(TASK BRIEF)
Print all entries word for word.

(STORED RECORDS)
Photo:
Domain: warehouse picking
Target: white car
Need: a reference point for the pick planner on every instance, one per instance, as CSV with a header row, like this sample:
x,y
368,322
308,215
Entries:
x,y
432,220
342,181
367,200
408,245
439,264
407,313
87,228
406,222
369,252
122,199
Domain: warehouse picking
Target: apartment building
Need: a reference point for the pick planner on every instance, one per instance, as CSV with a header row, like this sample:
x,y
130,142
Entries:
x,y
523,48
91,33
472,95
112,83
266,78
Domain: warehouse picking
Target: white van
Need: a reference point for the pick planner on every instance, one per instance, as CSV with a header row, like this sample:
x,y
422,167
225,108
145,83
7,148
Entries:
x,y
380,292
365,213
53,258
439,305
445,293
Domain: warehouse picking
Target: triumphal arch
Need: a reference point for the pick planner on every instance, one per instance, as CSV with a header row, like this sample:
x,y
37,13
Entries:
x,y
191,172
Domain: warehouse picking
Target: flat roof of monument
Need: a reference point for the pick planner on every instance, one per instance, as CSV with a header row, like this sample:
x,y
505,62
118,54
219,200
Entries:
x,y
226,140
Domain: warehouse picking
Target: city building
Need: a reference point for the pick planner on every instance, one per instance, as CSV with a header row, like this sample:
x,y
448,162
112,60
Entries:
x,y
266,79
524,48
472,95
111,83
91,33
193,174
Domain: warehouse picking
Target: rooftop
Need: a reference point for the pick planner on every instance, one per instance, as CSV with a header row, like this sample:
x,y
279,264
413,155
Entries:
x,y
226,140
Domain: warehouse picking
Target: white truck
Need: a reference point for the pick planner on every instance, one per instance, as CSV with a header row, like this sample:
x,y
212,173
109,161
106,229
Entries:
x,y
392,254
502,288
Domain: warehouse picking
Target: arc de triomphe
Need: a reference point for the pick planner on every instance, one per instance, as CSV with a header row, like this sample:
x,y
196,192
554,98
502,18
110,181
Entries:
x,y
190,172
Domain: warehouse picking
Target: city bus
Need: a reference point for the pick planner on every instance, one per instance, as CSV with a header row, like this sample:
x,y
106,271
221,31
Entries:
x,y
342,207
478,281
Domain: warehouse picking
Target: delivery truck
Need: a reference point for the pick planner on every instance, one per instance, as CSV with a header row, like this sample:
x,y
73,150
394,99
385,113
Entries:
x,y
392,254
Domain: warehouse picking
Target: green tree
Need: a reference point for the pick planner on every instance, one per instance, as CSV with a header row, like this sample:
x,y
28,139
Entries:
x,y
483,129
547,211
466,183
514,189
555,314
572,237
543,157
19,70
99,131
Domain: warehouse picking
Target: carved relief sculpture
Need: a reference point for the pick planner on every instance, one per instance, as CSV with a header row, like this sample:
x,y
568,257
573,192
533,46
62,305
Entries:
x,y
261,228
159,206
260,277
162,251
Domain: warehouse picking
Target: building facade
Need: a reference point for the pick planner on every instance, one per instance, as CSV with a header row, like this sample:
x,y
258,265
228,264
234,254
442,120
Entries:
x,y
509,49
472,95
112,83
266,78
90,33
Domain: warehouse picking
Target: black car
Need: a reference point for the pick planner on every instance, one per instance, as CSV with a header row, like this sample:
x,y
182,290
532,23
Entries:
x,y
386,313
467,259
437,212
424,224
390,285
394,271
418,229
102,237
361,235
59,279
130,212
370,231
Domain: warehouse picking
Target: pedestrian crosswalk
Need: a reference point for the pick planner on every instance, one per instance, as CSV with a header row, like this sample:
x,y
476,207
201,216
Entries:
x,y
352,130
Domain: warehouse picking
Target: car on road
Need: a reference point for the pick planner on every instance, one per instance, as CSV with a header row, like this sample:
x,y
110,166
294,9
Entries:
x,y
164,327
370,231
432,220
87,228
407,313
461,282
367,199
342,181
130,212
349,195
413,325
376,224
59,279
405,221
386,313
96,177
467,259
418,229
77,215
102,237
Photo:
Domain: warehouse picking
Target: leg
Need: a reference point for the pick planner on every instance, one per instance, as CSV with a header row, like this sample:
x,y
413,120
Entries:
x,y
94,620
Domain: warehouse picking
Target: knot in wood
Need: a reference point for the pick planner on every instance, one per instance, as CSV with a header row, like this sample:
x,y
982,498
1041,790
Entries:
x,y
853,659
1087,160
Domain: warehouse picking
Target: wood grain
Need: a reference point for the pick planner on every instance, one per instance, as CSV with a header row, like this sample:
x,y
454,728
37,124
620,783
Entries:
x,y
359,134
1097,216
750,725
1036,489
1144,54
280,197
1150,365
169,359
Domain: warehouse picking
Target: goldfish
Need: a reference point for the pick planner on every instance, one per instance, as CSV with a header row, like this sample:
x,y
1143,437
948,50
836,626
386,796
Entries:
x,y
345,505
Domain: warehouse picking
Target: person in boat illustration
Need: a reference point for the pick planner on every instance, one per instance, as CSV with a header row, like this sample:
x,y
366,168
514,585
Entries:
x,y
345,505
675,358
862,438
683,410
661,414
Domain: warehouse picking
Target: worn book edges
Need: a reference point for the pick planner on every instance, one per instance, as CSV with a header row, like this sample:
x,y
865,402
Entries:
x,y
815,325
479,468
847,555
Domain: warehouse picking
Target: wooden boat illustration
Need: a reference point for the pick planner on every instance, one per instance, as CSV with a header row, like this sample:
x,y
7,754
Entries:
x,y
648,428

(REPLY)
Photo:
Domain: warehouse picking
Target: white car
Need: a reference point for the pick planner on every instance, one per instance, as CSV with a header row, like this sample:
x,y
368,322
308,215
Entries:
x,y
432,220
342,181
367,200
408,245
439,264
407,313
87,228
406,222
369,252
122,199
Domain: warehouse picking
Target: apartment building
Need: a reference point for the pick planner on every instance, one per instance, as CSV with a header row, like this sample:
x,y
130,142
Entries:
x,y
523,48
91,33
472,95
112,83
266,78
Domain: warehouse picking
Target: white van
Need: a reference point for the pick planner on every instance, one per instance, as CSV with a header row, like this sample:
x,y
422,167
225,108
145,83
7,148
Entries:
x,y
380,292
365,213
53,258
439,305
445,293
Domain: warehouse picking
Target: triumphal arch
Need: a reference point for the pick planner on every instance, one per instance, as CSV with a header row, like this sample:
x,y
37,13
Entries:
x,y
191,172
Domain: warehouse picking
Target: flat roof of monument
Need: a reference point for the pick planner on every instance, one per instance, as CSV with a header row, like this sample:
x,y
505,62
118,54
219,200
Entries:
x,y
226,140
Domain: warehouse picking
Target: city building
Need: a reference point for the pick planner on every instance, one per instance, as CSV with a header row, like this sample:
x,y
448,162
112,60
Entries:
x,y
266,79
524,48
472,95
111,83
91,33
193,174
Domain: warehouse picking
Target: rooftop
Need: a reference point for the pick planner on every instance, one per instance, as CSV with a header row, like this sample:
x,y
279,264
413,155
Entries:
x,y
226,140
Domain: warehouse picking
Target: white truck
Need: a reference point for the pick planner on every instance, one per instance, as CSV with a header row, like this sample:
x,y
212,173
109,161
106,229
Entries:
x,y
392,254
502,288
Domain: warehouse picking
Target: arc de triomphe
Need: a reference point for the pick planner on every instance, one per instance, as CSV with a header row, like this sample:
x,y
196,192
554,98
502,18
110,181
Entries:
x,y
190,172
Domain: warehouse picking
Target: city bus
Need: a reference point for the pick planner on every instance, one per instance, as CSV with a header row, like this sample:
x,y
106,271
221,31
Entries:
x,y
342,207
478,281
Domain: warehouse picking
Target: delivery truck
Need: a reference point for the pick planner on every instance, one per instance, as CSV with a header row, like this sample:
x,y
73,150
394,99
385,113
Entries:
x,y
392,254
Domain: warehouse picking
Target: green tree
Need: a reference point for the pick planner on every instance, one per instance, as CSV with a header row, like this sample:
x,y
28,139
Entries:
x,y
483,129
547,211
466,183
514,189
555,314
572,237
543,157
19,70
99,131
Domain: warehouse picking
Target: carved relief sculpture
Need: a reference point for the pick planner on every instance, one per instance, as CSV with a header row, like this sample:
x,y
568,257
573,192
533,46
62,305
Entries:
x,y
261,228
159,206
260,277
162,251
Domain: warehouse picking
Target: building facade
Need: a reference point for the pick planner on every instance, one per instance, as CSV with a header row, like this sample:
x,y
258,265
228,264
234,254
442,120
Entries:
x,y
509,49
472,95
112,83
266,78
90,33
Domain: warehouse picking
Target: black car
Need: a reference point for the pick planner on every instance, one per instance, as CSV with a header row, like this sample:
x,y
182,290
532,23
Entries:
x,y
386,313
467,259
437,212
424,224
390,285
394,271
418,229
102,237
361,235
59,279
130,212
370,231
Domain: warehouse picking
Target: pedestrian crosswalk
Need: a reference point for the pick planner on every instance, one per instance, as CSV with a header row, like this sample:
x,y
476,207
201,216
Entries:
x,y
352,130
Domain: warehouse picking
Target: car on road
Need: a reference point for the pick planner on every instance, one per instance, as CSV with a header row, like this sample:
x,y
110,166
294,9
Entries:
x,y
164,327
370,231
432,220
87,228
407,313
461,282
367,199
342,181
130,212
349,195
413,325
376,224
59,279
405,221
386,313
96,177
467,259
418,229
77,215
102,237
Photo:
Domain: warehouse picking
Target: leg
Need: a reference point for the pick planner on every instance, one per instance, as CSV with a header row, like this sample:
x,y
413,120
Entries:
x,y
94,620
Domain: warehouse picking
Target: knot in wood
Need: a reference point for the pick planner on every instance, one per instance, as CSV with a header row, like this sample:
x,y
982,498
1041,790
Entries:
x,y
853,659
1087,160
Domain: warehouse picking
Target: wood grain
Need: a reference point for the pick planner on every instance, one per instance, as CSV with a header row, like this sample:
x,y
454,728
37,124
620,783
Entries:
x,y
359,134
1097,216
750,725
1036,489
1144,54
280,197
1150,365
169,359
Domain: warehouse picking
Target: goldfish
Need: a reference point for the pick planner on every instance, one per instance, as CSV with a header row, like this sample:
x,y
1143,437
948,50
836,626
386,796
Entries:
x,y
345,505
Domain: warehouse picking
Target: person in boat illustration
Need: a reference point for the pick planner on every instance, one per instance, as CSV with a header row, like this sample:
x,y
366,168
514,585
Entries:
x,y
345,505
675,358
862,438
683,410
661,414
Domain: warehouse picking
Target: worn book edges
Need: a reference point for the pick planner on every instance, one per instance, as CSV with a header row, like this sample:
x,y
865,402
Entries:
x,y
815,325
479,468
847,555
Domain: warehouse picking
Target: wooden boat illustration
Need: a reference point for the pick planner on every instance, one per instance, as CSV with a header row, like this sample:
x,y
7,754
Entries:
x,y
648,428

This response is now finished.